» **Text segment**:
________________

Magic Johnson’s life is now being turned into a four-part documentary series for Apple TV+.
The announcement was made Thursday, three days before the anniversary of a key day: On Nov. 7, 1991, Johnson (shown here) announced that he had tested positive for HIV.
That was at a time when AIDS was considered a death sentence. Johnson, now 62, threw himself into the newest medical protocols and has thrived for 30 years.
He’s gone on to be a major businessman. He created (and later sold) the Magic Johnson movie theater chain and a chain of 125 Starbucks coffee shops. He started the Aspire cable network, is one of the owners of the Los Angeles Lakers and Los Angeles Sparks and has had an ownership role in everything from insurance and food to real estate and a Pepsi franchise.
His story has been told before, often focusing on the rivalry/friendship with Larry Bird. That was the subject of a book, an HBO documentary and even a Broadway play.

________________

» **Records supplied**:
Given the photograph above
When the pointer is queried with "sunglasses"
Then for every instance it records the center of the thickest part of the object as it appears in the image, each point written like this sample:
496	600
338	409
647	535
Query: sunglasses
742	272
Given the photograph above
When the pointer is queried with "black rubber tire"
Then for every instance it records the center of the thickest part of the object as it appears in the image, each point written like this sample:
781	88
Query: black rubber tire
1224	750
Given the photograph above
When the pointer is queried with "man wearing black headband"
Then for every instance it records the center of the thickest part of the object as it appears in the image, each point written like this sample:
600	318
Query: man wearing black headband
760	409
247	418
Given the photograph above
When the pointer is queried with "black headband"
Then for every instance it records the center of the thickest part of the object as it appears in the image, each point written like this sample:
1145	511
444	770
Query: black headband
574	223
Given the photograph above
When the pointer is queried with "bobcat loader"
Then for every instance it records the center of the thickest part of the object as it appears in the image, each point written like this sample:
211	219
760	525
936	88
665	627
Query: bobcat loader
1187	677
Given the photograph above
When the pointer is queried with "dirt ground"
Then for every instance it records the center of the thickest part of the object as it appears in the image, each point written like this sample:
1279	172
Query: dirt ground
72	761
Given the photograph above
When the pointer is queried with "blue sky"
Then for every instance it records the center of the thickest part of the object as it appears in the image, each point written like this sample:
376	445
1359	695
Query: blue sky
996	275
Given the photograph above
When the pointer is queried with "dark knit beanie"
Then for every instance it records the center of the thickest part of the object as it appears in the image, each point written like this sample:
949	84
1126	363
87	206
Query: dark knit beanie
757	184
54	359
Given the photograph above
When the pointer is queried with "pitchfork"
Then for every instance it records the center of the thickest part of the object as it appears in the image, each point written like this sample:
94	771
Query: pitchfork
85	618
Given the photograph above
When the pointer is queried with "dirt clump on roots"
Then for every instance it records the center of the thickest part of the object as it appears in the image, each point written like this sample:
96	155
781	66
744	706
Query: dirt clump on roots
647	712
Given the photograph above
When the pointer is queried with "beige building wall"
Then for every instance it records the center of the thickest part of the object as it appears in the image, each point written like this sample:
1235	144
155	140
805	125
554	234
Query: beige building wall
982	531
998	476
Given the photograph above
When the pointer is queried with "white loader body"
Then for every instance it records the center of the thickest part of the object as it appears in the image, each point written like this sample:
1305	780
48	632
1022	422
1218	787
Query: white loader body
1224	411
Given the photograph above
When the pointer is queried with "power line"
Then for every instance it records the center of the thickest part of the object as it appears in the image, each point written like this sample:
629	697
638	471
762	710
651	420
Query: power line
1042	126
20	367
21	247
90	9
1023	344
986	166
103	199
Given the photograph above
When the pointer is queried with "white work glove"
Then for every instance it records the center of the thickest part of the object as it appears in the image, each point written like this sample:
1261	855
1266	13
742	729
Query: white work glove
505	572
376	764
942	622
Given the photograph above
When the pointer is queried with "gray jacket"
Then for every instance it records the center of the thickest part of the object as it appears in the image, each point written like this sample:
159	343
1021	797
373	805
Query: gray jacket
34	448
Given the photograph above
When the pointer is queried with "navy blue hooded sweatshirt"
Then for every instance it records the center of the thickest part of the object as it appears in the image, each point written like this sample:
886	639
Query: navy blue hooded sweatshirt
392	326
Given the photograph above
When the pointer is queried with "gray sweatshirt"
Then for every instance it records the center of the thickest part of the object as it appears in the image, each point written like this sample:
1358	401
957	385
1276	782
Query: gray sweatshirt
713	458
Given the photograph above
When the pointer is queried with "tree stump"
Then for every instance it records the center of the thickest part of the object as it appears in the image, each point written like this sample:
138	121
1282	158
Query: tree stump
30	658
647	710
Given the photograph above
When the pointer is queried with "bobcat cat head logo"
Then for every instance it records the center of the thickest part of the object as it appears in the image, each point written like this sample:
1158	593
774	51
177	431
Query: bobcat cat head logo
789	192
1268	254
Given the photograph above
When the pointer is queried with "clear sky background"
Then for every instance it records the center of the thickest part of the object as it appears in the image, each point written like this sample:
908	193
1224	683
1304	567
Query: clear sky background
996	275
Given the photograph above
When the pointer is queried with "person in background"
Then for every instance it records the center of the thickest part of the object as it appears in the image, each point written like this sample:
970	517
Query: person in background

________________

» **Tasks for this exercise**:
[1] From the article about Magic Johnson, extract everything from "His story has" down to "a Broadway play.".
[2] According to the article about Magic Johnson, how many parts will the Apple TV+ documentary series have?
[3] In one to three sentences, explain why the article about Magic Johnson treats the Thursday date of the announcement as significant.
The rows are not needed for any of this work.

» **Solutions by task**:
[1]
His story has been told before, often focusing on the rivalry/friendship with Larry Bird. That was the subject of a book, an HBO documentary and even a Broadway play.

[2] Four parts.

[3] The announcement came three days before the anniversary of Nov. 7, 1991, the day Johnson announced he had tested positive for HIV. At that time, AIDS was considered a death sentence.